[Data items]
::::::

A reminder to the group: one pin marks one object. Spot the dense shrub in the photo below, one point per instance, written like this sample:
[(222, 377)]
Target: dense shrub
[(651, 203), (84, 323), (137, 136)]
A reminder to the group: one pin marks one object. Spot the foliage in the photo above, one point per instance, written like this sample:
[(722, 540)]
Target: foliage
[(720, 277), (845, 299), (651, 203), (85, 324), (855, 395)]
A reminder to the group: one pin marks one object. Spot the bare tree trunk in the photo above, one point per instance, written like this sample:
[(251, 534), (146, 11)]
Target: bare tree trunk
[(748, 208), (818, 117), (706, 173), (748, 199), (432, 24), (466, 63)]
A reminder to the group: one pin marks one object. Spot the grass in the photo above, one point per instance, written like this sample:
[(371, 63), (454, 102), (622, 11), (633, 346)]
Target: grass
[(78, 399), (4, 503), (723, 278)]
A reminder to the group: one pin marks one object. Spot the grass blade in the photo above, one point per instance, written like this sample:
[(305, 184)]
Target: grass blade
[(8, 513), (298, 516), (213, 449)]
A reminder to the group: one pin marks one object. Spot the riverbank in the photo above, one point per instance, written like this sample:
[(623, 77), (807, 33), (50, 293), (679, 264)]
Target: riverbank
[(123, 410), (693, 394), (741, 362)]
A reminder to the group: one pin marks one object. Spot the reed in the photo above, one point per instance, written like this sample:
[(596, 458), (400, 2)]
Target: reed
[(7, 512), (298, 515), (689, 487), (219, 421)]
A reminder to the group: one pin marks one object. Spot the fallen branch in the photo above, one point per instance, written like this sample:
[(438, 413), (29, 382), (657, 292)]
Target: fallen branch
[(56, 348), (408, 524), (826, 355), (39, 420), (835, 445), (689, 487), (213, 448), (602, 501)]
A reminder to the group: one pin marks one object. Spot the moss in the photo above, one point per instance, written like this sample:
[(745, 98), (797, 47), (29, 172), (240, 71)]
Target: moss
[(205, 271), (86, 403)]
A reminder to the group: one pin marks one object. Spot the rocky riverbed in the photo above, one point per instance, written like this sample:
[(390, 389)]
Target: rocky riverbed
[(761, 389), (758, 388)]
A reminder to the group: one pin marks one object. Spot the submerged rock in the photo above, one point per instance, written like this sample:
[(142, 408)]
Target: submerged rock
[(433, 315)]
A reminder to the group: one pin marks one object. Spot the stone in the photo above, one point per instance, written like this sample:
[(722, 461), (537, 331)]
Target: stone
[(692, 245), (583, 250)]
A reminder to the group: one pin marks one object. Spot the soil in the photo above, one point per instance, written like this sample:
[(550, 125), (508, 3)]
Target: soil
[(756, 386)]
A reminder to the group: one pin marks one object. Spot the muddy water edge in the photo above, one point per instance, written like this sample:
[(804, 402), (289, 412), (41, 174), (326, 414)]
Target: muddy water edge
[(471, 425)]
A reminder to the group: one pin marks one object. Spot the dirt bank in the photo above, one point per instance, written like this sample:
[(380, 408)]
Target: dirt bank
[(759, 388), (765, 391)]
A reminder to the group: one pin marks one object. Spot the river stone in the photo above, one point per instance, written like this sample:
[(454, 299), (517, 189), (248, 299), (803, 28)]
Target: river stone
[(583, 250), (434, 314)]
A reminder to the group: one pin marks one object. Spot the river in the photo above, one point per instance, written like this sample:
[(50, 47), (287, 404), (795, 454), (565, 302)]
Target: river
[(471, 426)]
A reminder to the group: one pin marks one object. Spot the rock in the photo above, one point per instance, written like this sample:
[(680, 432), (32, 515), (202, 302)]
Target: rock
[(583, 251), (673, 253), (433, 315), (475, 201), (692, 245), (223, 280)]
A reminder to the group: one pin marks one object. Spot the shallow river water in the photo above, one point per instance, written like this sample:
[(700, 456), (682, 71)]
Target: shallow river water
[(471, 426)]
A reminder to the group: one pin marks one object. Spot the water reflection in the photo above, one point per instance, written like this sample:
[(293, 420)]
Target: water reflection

::::::

- [STATED EXERCISE] Present all of the data above as a numbered list, leaving out any blank lines.

- [WRITTEN ANSWER]
1. A reminder to the group: one pin marks one object. Spot the dense shrub in the photo below, one point per instance, written like this sample:
2. [(222, 377)]
3. Target: dense shrub
4. [(651, 203), (84, 323), (137, 136)]
5. A reminder to the group: one pin marks one object. Spot the foliage in the photo above, one point per instance, written like this sample:
6. [(722, 540)]
7. Target: foliage
8. [(720, 277), (845, 299), (651, 203), (85, 324), (855, 395)]
9. A reminder to the group: one pin marks one object. Spot the bare tree trunk in the photo above, one point per instance, written like this sample:
10. [(251, 534), (146, 11)]
11. Target: bare tree trunk
12. [(748, 208), (818, 117), (706, 173), (748, 199), (432, 24), (466, 63)]
13. A reminder to the group: one pin marks one object. Spot the grass in the photo above, one point per instance, written like this sample:
14. [(371, 63), (454, 102), (622, 11), (633, 346)]
15. Target: grass
16. [(78, 399), (4, 503), (723, 278)]
17. A reminder to the group: one pin marks one object. Spot the grass blade in the photo above, one point per instance, written like this sample:
18. [(305, 184)]
19. Target: grass blade
20. [(8, 513), (298, 516), (213, 449)]
21. A reminder to the group: one pin marks one object. Spot the riverbank in the photo above, one point per instance, written like this sample:
22. [(623, 77), (807, 33), (50, 293), (679, 264)]
23. Target: riverbank
24. [(123, 410), (693, 394), (741, 362)]
25. A reminder to the group: one pin marks one object. Spot the reed in the photo above, one point per instance, written like this sample:
26. [(596, 458), (400, 2)]
27. Target: reed
28. [(7, 512), (298, 515), (689, 487), (219, 421)]
29. A reminder to the group: one pin marks one object. Spot the fallen branch in the photo above, one point per instance, written like this sample:
30. [(438, 413), (29, 382), (657, 292)]
31. Target: fallen branch
32. [(56, 348), (408, 524), (826, 355), (39, 420), (835, 445), (689, 487), (213, 448), (602, 501)]
33. A reminder to the group: one pin marks one object. Spot the moss in the photo above, one point per instance, written like this sample:
34. [(745, 98), (797, 47), (29, 172), (240, 71)]
35. Target: moss
36. [(205, 271), (86, 403)]
37. A reminder to the group: one pin marks one object. Spot the rocky riverbed in the photo above, one point per instance, written like this sample:
38. [(390, 389)]
39. Target: rocky riverbed
40. [(761, 389), (758, 388)]
41. A reminder to the group: one pin marks one object. Spot the submerged rock in the photo above, one point per instance, written like this sample:
42. [(142, 408)]
43. Target: submerged rock
44. [(433, 315)]
45. A reminder to the group: one pin marks one object. Spot the stone in the photo above, one point per instance, written like this sample:
46. [(722, 461), (537, 331)]
47. Target: stone
48. [(692, 245), (583, 250)]
49. A reminder to the group: one pin marks one object. Spot the soil in the photo above, one point per instance, written like this sample:
50. [(550, 125), (508, 3)]
51. Target: soil
52. [(756, 386)]
53. A reminder to the group: one pin marks one object. Spot the muddy water edge in the photo above, one point per instance, written like this sample:
54. [(804, 402), (289, 412), (41, 174), (326, 414)]
55. Target: muddy water edge
56. [(471, 425)]
57. A reminder to the group: one pin marks one object. Spot the dirt bank in the photo above, one point per instance, written like this sample:
58. [(380, 408)]
59. Target: dirt bank
60. [(759, 388), (765, 391)]
61. A reminder to the group: one pin marks one object. Spot the river stone in the photo above, one point per instance, written like this sample:
62. [(454, 299), (517, 189), (248, 299), (803, 28)]
63. Target: river stone
64. [(583, 250), (434, 314)]
65. A reminder to the group: one pin marks one object. Spot the river in the photo above, one point per instance, written like this sample:
66. [(50, 47), (287, 404), (795, 454), (565, 302)]
67. Target: river
68. [(471, 426)]
69. A reminder to the group: one pin marks one object. Spot the rock in the photo above, one point per instance, written like this sample:
70. [(680, 432), (32, 515), (202, 302)]
71. Target: rock
72. [(583, 251), (673, 253), (433, 315), (475, 201), (692, 245), (223, 280)]
73. A reminder to the group: one pin marks one object. Spot the shallow river water in the photo above, one point per instance, written like this sample:
74. [(700, 456), (682, 71)]
75. Target: shallow river water
76. [(471, 426)]
77. A reminder to the group: one pin marks one object. Spot the water reflection in the photo above, one point per instance, written like this sample:
78. [(293, 420)]
79. Target: water reflection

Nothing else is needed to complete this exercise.